> **Passage given**
In 1997 Euro-popsters Aqua declared that "life in plastic, it's fantastic".
And in 1997 a greater part of humanity would have readily, and unquestioningly, concurred with Aqua that plastic was indeed fantastic. And that plastics offered us an endlessly fantastic, undimmably bright, future.1
But that was 1997.
Last century.
An eternity ago.
And, as so oft, the passage of time has shaken once firmly held convictions and forced fundamental re-appraisals of all that which once seemed so eternal, so certain, so bright. So fantastic.
With the exhibition Plastic: Remaking Our World the Vitra Design Museum, Weil am Rhein, explore the (hi)story of plastics of all ilks and in doing so not only chart the transformations in popular perceptions of plastics over the past 150 years, but also pose questions of our future use of, and our future relationships with, plastics.......
For all that "plastic" is today a popular synonym for petrochemical based synthetic materials, the term derives from the Greek plastikos - readily formable, malleable - and was an adjective long before it became a noun: materials could be plastic long before they were plastic.

> **Task statement**
In the passage on plastics, list every word that comes directly after "so" in the paragraph beginning "And, as so oft".

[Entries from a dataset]
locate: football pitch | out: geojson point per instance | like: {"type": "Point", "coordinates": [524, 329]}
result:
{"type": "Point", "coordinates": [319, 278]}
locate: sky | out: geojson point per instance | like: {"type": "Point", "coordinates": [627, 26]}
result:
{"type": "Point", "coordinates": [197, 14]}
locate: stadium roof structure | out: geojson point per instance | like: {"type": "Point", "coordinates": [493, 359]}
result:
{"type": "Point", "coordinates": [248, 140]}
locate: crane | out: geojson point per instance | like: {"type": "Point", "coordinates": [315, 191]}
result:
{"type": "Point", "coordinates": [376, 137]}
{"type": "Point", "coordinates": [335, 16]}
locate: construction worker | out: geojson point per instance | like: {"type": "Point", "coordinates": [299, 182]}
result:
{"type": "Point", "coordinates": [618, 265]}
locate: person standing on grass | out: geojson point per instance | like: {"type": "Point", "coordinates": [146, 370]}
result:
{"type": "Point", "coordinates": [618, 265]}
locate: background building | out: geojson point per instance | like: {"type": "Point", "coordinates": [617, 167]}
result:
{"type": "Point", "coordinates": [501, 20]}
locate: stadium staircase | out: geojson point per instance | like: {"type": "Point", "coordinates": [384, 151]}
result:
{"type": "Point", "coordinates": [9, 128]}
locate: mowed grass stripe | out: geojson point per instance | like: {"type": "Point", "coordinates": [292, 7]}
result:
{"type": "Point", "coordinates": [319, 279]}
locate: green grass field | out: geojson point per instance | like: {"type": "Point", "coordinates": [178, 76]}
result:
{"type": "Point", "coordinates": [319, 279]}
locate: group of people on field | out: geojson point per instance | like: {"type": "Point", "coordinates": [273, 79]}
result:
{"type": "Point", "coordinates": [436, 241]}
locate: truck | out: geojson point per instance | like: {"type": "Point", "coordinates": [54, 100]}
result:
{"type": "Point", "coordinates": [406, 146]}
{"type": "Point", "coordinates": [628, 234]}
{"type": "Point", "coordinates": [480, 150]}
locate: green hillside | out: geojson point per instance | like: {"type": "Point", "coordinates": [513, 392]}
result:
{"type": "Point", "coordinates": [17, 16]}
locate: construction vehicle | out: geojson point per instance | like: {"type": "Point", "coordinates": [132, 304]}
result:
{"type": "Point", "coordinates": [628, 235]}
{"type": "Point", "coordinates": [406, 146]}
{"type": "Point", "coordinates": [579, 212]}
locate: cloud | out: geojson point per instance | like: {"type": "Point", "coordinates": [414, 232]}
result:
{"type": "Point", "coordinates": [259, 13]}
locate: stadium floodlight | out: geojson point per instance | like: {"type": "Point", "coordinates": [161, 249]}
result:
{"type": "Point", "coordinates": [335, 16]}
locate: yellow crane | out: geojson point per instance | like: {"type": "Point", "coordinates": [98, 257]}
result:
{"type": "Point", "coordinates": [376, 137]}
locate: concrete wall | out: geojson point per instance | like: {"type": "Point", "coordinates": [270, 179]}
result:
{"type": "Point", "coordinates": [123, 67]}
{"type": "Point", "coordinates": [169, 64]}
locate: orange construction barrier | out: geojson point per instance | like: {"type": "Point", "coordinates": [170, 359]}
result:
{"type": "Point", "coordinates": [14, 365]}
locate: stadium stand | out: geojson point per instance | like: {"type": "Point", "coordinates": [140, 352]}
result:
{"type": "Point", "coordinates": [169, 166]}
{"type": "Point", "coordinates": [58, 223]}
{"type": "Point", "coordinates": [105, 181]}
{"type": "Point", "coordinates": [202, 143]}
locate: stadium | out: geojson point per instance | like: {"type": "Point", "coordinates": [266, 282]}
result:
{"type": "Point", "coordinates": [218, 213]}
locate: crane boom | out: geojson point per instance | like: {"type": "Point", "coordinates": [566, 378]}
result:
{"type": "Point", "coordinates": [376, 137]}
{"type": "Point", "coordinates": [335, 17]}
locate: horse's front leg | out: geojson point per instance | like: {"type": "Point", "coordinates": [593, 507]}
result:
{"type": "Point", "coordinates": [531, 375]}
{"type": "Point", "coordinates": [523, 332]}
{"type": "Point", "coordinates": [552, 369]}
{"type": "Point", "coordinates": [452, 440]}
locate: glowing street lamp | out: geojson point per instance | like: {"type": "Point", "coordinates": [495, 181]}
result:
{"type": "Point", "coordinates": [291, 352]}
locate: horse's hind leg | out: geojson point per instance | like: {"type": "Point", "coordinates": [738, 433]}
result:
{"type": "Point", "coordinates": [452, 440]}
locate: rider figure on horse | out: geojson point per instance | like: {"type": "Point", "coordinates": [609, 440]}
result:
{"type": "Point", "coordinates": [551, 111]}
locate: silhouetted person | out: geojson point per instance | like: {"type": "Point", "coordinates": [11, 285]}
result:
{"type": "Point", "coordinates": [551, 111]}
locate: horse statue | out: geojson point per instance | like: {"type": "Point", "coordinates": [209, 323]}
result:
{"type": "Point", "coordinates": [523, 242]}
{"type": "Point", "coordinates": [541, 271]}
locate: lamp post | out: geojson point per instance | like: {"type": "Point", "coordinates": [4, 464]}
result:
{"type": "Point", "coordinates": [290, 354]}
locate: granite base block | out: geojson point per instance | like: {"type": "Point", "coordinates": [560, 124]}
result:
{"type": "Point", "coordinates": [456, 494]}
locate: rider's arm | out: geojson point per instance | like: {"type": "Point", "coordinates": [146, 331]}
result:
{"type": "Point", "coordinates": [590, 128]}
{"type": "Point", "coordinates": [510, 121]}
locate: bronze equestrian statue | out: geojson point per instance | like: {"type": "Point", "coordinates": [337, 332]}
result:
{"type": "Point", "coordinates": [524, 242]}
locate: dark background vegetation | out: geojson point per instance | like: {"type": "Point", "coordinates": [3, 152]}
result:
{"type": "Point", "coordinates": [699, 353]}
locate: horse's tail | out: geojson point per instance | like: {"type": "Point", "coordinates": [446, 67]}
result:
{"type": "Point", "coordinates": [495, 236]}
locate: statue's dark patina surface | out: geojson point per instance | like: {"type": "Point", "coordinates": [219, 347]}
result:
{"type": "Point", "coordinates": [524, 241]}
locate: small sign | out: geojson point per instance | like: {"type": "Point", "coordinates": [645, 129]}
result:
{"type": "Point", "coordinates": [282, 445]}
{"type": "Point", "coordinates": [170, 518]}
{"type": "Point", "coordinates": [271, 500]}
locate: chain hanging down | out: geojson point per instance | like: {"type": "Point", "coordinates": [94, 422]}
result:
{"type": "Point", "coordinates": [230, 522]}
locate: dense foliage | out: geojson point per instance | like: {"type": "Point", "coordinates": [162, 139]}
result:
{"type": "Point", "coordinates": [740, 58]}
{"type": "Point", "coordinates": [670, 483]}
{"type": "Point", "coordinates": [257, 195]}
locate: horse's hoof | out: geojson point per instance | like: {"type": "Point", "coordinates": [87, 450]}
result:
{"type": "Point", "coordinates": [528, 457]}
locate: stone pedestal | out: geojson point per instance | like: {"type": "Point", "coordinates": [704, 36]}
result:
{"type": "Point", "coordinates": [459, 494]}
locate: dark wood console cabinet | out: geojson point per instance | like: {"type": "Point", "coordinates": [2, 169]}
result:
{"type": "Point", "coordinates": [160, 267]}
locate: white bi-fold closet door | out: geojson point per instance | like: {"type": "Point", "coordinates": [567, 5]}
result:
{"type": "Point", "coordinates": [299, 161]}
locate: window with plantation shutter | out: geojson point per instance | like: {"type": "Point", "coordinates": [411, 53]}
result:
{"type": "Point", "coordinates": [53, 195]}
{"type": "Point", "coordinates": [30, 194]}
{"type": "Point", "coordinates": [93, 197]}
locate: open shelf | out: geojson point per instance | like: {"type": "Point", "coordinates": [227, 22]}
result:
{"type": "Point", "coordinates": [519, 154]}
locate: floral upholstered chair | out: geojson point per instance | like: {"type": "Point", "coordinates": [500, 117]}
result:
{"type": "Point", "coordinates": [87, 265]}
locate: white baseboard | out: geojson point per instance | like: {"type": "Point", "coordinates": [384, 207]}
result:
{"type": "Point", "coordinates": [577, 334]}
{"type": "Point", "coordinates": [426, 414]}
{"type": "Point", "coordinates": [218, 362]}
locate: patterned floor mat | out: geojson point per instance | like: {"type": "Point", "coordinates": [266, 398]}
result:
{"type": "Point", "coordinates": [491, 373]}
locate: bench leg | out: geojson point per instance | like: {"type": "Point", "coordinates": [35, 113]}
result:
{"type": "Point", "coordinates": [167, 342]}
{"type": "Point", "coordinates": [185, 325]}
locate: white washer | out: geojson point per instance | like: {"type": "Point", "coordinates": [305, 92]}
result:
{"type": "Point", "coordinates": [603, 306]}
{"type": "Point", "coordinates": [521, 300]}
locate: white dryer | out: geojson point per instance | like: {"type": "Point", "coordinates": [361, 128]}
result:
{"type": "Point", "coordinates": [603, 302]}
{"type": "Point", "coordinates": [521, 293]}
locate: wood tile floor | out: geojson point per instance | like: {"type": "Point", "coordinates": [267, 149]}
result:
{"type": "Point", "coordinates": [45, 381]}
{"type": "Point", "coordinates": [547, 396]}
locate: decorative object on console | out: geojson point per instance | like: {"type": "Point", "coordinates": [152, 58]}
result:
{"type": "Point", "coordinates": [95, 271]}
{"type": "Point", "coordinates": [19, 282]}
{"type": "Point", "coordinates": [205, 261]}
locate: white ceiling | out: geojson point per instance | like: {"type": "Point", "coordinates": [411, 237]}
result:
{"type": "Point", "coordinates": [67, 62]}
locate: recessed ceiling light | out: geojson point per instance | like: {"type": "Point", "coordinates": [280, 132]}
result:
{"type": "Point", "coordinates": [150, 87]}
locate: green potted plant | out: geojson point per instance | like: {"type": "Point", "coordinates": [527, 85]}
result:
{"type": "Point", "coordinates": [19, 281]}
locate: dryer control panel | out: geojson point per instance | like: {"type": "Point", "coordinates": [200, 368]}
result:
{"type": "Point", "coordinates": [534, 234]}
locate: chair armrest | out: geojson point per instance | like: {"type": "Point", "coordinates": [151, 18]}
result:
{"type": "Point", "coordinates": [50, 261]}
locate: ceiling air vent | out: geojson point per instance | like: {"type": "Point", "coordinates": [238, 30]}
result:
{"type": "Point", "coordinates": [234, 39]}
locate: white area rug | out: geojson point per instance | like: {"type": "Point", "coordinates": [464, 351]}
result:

> **Result**
oft, eternal, certain, bright, fantastic